** Fragmento de texto **
....
Diego Luis Córdoba
Por Arnoldo Palacios.
Publicado en Sábado el 28 de julio de 1945.

Diego Luis Córdoba haría una gira por todo el territorio partiendo desde Quibdó siguiendo la vía del río Quito. Al recibir tal noticia los campesinos suspendieron el trabajo y se sentaron en las playas a esperar su paso para conocerle. Era el primer doctor negro que se presentaba. Las campesinas le tiraban besos desde lejos, los niñitos gritaban contentos, los ancianos doblaban las rodillas para bendecirle. Córdoba, cómodamente sentado en una lancha, muy bien vestido, con capote, paraguas en mano, se quitaba el sombrero saludando a las orillas.
En Cértegui le estaban preparando una recepción superior a todas las que había recibido. Bien tapizado el salón en que recibiría a sus amigos; mesa de mármol en la que descansaban floreros de cristal con las mejores rosas de los jardines; trípodes con palangana rebosante de agua-alhucema para su baño. En la cocina las mejores cocineras, muy típicas por cierto, de las cuales aún viven para no dejarme mentir, Cornelia, Sinforosa, la vieja Juana María, y mi tía Martina, prepararon gallinas, pasteles y empanadas tan sabrosas como no las ha vuelto a probar Diego Luis ni en el Hotel Alférez Real; el arroz rodaba, la ensalada daba gusto, el plátano frito amarilleaba en esos manteles blanquísimos bien almidonados y planchados. Por la noche le hicieron un baile de gala donde las mujeres, más que mujeres comunes y corrientes, eran madonas.
Saludo inolvidable
El inspector de policía le dio el saludo de bienvenida; ese saludo ha traído consecuencias chocantes para nosotros los certegueños; originó un episodio que no aceptamos nos lo repitan ni en chanza. Con perdón de mis paisanos y de mí mismo lo voy a referir. El doctor comenzó así: “Doctor Diego Luis Córdoba: el pueblo de Cértegui me ha… me… ha… me ha”. Al verle desconcertado, Córdoba le ayudó: “Basta, basta, Cicerón, ya comprendo lo que quieres decir, que este pueblo te ha comisionado”. Cicerón no era certegueño.
Diego Luis continuó con voz bronca:
–Compañeros trabajadores: el negro y el blanco son iguales. La tierra es del que la cultiva; desde ahora ninguno de vosotros pagará más derechos por trabajar la tierra legada por Dios a todos los hombres; hasta hoy los terratenientes en el Chocó. Tanto el negro como el blanco tienen derecho a educarse y obtener becas del gobierno. Vosotros, trabajadores, obreros y campesinos del universo, uníos para luchar contra las oligarquías, contra los patrones, contra las dictaduras. Todos debéis beber la fuente de Marx para adquirir la felicidad de vivir.
....
** Material **
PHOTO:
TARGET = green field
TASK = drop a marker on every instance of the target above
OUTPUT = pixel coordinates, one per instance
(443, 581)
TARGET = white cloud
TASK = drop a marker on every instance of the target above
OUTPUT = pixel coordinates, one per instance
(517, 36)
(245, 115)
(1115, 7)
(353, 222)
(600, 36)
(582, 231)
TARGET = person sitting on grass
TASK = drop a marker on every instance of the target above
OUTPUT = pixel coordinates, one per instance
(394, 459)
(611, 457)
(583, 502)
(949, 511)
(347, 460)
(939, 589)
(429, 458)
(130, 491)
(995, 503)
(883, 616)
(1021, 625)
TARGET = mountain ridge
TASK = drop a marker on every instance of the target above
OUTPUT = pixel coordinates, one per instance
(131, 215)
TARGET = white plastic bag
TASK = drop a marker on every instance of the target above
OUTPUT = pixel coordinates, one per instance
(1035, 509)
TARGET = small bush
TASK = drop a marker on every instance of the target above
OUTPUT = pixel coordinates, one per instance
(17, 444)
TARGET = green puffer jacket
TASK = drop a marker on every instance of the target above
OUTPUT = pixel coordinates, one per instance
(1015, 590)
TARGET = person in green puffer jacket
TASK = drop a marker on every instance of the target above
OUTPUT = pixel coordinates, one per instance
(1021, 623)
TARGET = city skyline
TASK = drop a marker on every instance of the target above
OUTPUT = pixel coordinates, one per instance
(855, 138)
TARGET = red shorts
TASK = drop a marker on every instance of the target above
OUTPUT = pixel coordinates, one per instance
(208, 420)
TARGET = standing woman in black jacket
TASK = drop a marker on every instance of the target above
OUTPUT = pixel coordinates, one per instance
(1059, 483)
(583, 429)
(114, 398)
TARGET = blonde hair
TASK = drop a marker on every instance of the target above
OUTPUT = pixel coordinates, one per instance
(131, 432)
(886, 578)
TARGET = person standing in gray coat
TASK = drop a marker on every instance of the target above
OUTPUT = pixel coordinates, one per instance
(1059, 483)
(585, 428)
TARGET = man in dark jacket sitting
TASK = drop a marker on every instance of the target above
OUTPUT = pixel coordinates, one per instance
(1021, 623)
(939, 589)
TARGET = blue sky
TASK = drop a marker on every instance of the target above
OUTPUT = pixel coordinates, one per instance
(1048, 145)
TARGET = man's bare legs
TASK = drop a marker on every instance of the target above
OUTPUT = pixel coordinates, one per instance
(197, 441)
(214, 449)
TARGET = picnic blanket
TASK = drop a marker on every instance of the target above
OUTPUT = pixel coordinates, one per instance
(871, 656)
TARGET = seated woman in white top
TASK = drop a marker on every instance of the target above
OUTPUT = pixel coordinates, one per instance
....
** Ejercicio escrito 1 **
En la crónica sobre Diego Luis Córdoba, reescribe todo lo que va desde "Publicado en Sábado" hasta "a las orillas.", sustituyendo "lancha" por "canoa".
** Ejercicio escrito 2 **
Enumera las cocineras que la crónica sobre Diego Luis Córdoba menciona por su nombre.
** Ejercicio escrito 3 **
Prosigue la crónica sobre Diego Luis Córdoba a partir de su última oración.

** Respuesta 1 **
Publicado en Sábado el 28 de julio de 1945.

Diego Luis Córdoba haría una gira por todo el territorio partiendo desde Quibdó siguiendo la vía del río Quito. Al recibir tal noticia los campesinos suspendieron el trabajo y se sentaron en las playas a esperar su paso para conocerle. Era el primer doctor negro que se presentaba. Las campesinas le tiraban besos desde lejos, los niñitos gritaban contentos, los ancianos doblaban las rodillas para bendecirle. Córdoba, cómodamente sentado en una canoa, muy bien vestido, con capote, paraguas en mano, se quitaba el sombrero saludando a las orillas.

** Respuesta 2 **
Cornelia, Sinforosa, la vieja Juana María y la tía Martina.

** Respuesta 3 **
Una cosa es contar y otra cosa es ver la conmoción despertada en el pueblo por las palabras de Córdoba. Qué iban a imaginarse esos campesinos que el negro y el blanco eran iguales, si todos estaban perfectamente convencidos de que el negro había venido al Chocó únicamente para ganar el pan con el sudor de su frente: no pensaban que un negro podía llegar a ser doctor; al negro que cortejara una mulatica de esas de Quibdó, le confiscaban los bienes y lo desterraban. Yo mismo, lo confieso, el día que llegué a Bogotá me admiré de que sirvientas blancas me tendieran la cama y me dijeran “señor Palacios”.
La gente aplaudía y aplaudía a Diego Luis; ya borrachos gritaban y pisoteaban el suelo. Recuerdo a un viejo muy querido en Cértegui, llamado Daniel Moreno, que exclamaba: “Vox populi, vox Dei”. Yo no sé dónde aprendería él esas palabras en latín.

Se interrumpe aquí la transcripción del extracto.